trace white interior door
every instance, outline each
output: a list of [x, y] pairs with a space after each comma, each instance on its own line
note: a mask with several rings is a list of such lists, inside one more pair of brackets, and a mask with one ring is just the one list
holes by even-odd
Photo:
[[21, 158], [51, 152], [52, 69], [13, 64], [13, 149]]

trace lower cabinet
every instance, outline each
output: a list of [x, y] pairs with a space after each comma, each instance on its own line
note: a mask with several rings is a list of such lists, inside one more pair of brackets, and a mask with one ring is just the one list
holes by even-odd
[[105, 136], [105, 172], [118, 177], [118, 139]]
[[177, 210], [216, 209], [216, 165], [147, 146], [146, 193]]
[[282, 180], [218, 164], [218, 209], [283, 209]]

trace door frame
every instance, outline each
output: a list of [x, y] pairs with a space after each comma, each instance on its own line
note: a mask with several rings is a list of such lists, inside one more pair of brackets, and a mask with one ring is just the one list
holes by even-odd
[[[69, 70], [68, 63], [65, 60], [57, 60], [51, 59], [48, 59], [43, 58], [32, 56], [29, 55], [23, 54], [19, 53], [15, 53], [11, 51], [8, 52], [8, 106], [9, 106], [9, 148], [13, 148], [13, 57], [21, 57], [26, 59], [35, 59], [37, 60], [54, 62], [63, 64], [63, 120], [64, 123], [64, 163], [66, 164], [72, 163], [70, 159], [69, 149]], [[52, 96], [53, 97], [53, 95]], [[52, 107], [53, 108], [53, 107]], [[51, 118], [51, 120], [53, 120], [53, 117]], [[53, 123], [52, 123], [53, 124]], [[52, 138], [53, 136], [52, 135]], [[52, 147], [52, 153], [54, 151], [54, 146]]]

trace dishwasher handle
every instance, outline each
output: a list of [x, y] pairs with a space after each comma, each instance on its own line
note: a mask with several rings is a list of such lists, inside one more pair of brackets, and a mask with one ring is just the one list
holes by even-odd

→ Task details: Reproduce the entire listing above verbatim, line for line, with no changes.

→ Answer for the task:
trace white interior door
every instance, outline each
output: a list of [x, y] pairs with a space after each comma, each instance on its own line
note: a mask with several rings is a list of such lists, inside one more pair of brackets, and a mask with one ring is just the one list
holes by even-odd
Photo:
[[21, 158], [51, 152], [52, 69], [13, 64], [13, 149]]

trace lower cabinet
every instance, outline each
output: a list of [x, y] pairs with a space after each comma, each instance on its own line
note: a mask with several rings is a list of such lists, inside one more pair of brackets, and a mask with one ring is just the one list
holes by even-odd
[[105, 136], [105, 172], [118, 177], [118, 139]]
[[177, 210], [216, 209], [216, 165], [147, 146], [146, 193]]
[[282, 180], [218, 164], [218, 209], [283, 209]]

trace door frame
every instance, outline each
output: a list of [x, y] pairs with a space after each comma, each instance on its own line
note: a mask with several rings is a list of such lists, inside one more pair of brackets, and a mask with one ring is just the one list
holes by even-odd
[[[69, 70], [68, 63], [65, 60], [57, 60], [51, 59], [48, 59], [43, 58], [32, 56], [29, 55], [23, 54], [19, 53], [15, 53], [11, 51], [8, 52], [8, 106], [9, 106], [9, 148], [13, 148], [13, 57], [21, 57], [26, 59], [35, 59], [37, 60], [54, 62], [63, 64], [63, 120], [64, 123], [64, 163], [66, 164], [72, 163], [70, 159], [69, 149]], [[52, 96], [53, 97], [53, 95]], [[52, 107], [53, 108], [53, 107]], [[51, 118], [51, 120], [53, 120], [53, 117]], [[53, 123], [52, 123], [53, 124]], [[52, 138], [53, 136], [52, 135]], [[52, 147], [52, 153], [54, 151], [54, 146]]]

trace dishwasher handle
every instance, outline each
output: a list of [x, y] pairs with a space after each comma, each instance on its own line
note: a mask with several rings is a list of such lists, inside one more pair of brackets, and a mask with one ring is just the one list
holes by even-odd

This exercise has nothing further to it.